- **Set task 1**
In the listing below, pick out every line that contains the word "ceiling" and copy each one out.
## Begin Selected text
January 29, 2006 + "Weary."
    I feel a bit ill, but not enough to be "sick."  That is to say, my sinuses are in a mild state of revolt but are being held at bay by various drugs.  My throat is sore, but I think this is more the result of having played Emergo for about an hour and a half last night while lying or crouching behind a bar while shooting for Meet Cleaver Theater.  Since Emergo is a skeleton, I have to be out-of-sight, but close enough to utilize a mechanism to move his mouth & head, hence the crouching and lying.  Emergo's voice can only be described as Redd Foxx meets Lemmy Kilmister (from Motorhead), so you can get some idea of where I'm coming from.
    However, even through the perils and pains, it was a terribly fun time yesterday.  Also, yesterday morning, got basic ideas for a new tune and e-mailed them to my bandmates.  Practice today (in, oh, about two hours) will actually be taken up by recording one of Tom's new tunes and working on other new material.  Some of that new material is, alas, what I wrote about on the 26th, but those feelings have been alleviated somewhat.  Ideas have formed but not gelled yet.  Much depends on the rhythmic strategies Dave employs and I'll slide in between he and Tom and find some place there.  The bass, the glue...ah, music.
## End Selected text
## Begin Entries
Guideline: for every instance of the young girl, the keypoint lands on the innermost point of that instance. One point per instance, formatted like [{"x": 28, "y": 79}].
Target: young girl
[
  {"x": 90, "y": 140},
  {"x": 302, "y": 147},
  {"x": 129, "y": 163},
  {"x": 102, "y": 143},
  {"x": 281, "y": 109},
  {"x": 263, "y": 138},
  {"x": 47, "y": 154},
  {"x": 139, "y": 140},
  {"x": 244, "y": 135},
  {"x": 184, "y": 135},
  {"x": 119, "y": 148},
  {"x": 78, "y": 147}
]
## End Entries
## Begin Entries
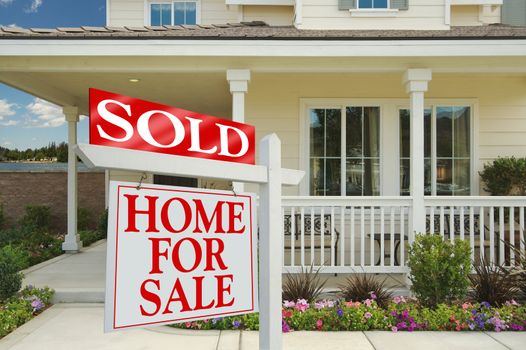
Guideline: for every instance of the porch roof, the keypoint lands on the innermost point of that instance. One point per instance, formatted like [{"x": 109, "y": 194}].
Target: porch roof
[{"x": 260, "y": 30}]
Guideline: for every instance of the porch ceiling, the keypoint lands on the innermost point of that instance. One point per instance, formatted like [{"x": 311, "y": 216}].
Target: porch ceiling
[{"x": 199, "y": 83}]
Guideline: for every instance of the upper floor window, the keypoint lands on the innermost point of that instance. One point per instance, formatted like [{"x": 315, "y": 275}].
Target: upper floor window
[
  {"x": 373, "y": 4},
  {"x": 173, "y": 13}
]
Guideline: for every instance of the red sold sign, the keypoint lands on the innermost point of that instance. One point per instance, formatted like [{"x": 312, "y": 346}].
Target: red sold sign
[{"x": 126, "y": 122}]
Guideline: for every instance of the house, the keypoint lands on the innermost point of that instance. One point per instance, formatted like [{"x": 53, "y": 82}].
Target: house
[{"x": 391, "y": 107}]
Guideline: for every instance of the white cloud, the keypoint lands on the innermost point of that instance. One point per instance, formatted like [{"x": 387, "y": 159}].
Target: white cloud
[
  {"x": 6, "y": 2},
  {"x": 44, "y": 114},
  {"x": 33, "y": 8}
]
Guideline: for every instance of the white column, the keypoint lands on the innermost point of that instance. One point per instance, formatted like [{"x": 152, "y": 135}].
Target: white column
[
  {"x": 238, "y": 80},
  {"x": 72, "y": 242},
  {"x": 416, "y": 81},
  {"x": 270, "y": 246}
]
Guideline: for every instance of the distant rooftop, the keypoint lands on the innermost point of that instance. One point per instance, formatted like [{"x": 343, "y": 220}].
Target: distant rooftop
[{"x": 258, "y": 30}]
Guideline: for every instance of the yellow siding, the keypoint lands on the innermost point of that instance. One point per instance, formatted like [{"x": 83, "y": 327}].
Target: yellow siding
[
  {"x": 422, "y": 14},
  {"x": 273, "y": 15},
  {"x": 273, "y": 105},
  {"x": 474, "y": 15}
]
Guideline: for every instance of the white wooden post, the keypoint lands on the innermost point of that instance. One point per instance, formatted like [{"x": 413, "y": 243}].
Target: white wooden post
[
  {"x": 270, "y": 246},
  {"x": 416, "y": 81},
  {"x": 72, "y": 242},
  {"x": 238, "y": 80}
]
## End Entries
- **Set task 2**
According to the journal entry above, what will the band's practice be taken up with recording?

- **Exercise result 1**
Guideline: for every instance of the porch ceiling, the keypoint lands on the innermost point of that instance. One point per instance, formatted like [{"x": 311, "y": 216}].
Target: porch ceiling

- **Exercise result 2**
One of Tom's new tunes.